指示内容 A:
以下のレコードから「wading」という文字列を含む行をすべて特定し、その行をそのまま書き写すこと。

一般的には12~13年周期と言われていますが、マンションの立地条件、当初の施工状況や周辺環境などによって変わってきます。たとえば海に近いエリアでは塩害の影響を受けて鉄部が錆びやすかったり、当初の施工品質が悪い場合でも劣化が進行しやすいです。つまり、実際にどのタイミングで大規模修繕を行うべきかは、個々のマンションの劣化の進行度合いや立地環境などによって異なるのです。そのため、事前に建物劣化診断を行い、その結果に応じて修繕すべき箇所の選定と適切な実施時期を検討していくことをお勧めします。なお、日頃チェックがしにくいバルコニーなどの専用使用部分に関する不具合等は住人向けのアンケートを実施して事前にヒヤリングしながら把握するとよいでしょう。 -
工事期間や予算はどれくらい?

指示内容 B:
上のページ抜粋によると、大規模修繕は一般的に何年周期と言われているか。

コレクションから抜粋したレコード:

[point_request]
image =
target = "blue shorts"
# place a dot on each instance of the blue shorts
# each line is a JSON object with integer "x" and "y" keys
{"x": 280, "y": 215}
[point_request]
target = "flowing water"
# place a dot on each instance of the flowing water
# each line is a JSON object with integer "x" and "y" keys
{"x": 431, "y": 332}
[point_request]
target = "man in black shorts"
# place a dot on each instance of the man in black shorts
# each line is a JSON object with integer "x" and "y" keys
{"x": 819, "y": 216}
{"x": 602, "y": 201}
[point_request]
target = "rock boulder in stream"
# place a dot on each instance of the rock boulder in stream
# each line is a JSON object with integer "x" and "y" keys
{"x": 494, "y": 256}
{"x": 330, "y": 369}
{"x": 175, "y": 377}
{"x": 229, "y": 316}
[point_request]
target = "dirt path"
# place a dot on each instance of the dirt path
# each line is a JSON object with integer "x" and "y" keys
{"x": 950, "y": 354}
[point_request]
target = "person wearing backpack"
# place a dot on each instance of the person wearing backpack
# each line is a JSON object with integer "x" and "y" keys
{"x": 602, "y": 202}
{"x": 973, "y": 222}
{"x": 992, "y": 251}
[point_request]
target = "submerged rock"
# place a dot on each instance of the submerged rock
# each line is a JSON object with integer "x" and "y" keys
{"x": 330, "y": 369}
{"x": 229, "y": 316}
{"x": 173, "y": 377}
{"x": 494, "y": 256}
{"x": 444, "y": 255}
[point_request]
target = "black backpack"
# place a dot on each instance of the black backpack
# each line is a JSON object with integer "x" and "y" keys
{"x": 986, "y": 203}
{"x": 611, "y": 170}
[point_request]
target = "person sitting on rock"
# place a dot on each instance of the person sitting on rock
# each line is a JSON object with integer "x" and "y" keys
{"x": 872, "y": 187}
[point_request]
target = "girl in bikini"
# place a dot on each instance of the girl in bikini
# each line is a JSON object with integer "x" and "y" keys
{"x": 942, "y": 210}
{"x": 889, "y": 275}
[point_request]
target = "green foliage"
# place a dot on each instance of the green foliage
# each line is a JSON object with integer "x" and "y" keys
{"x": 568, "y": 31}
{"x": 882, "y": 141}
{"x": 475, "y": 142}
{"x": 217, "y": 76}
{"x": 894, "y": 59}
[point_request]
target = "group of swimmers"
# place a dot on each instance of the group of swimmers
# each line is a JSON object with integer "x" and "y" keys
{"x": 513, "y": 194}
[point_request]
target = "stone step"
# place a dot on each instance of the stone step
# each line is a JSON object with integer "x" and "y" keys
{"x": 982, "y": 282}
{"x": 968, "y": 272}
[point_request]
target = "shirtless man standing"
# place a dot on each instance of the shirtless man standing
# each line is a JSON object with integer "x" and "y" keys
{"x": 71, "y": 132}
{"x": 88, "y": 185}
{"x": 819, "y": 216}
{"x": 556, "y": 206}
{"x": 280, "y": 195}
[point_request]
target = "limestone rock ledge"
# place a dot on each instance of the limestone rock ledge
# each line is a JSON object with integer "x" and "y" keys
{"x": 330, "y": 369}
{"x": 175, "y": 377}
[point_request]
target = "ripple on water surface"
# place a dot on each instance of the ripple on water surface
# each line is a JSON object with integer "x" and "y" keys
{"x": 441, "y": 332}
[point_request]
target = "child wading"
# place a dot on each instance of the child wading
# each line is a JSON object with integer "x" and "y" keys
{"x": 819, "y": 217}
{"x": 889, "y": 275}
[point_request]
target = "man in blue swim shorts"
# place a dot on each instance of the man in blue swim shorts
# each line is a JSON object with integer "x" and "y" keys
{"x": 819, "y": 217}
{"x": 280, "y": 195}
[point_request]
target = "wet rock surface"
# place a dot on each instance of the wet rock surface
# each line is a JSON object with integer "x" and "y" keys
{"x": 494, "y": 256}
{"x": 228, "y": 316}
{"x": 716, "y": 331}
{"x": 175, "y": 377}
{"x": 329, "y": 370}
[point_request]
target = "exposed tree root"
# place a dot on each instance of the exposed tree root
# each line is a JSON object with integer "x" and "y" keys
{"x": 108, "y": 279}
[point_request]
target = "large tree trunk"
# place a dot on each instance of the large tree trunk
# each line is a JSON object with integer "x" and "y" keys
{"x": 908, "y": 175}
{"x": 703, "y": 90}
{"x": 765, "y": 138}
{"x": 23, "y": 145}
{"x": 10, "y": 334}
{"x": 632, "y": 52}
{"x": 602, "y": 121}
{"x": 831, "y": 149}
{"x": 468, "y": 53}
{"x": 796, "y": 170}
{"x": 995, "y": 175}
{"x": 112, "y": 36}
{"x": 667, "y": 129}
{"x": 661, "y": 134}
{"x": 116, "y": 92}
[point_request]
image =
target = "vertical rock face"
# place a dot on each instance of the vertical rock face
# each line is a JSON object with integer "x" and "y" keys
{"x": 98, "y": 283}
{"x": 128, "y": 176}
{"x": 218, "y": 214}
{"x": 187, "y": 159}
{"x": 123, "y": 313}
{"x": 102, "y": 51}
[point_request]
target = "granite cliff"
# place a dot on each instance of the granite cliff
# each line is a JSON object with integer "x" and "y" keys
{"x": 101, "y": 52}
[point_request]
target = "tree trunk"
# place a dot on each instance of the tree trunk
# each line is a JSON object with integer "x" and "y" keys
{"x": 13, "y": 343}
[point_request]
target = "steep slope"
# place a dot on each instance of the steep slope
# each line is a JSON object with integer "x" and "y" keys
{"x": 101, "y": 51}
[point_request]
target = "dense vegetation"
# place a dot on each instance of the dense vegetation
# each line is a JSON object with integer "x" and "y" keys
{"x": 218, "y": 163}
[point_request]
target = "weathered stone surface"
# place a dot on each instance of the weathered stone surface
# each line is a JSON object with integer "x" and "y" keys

正解 A:
target = "child wading"
# place a dot on each instance of the child wading

正解 B:
12~13年周期。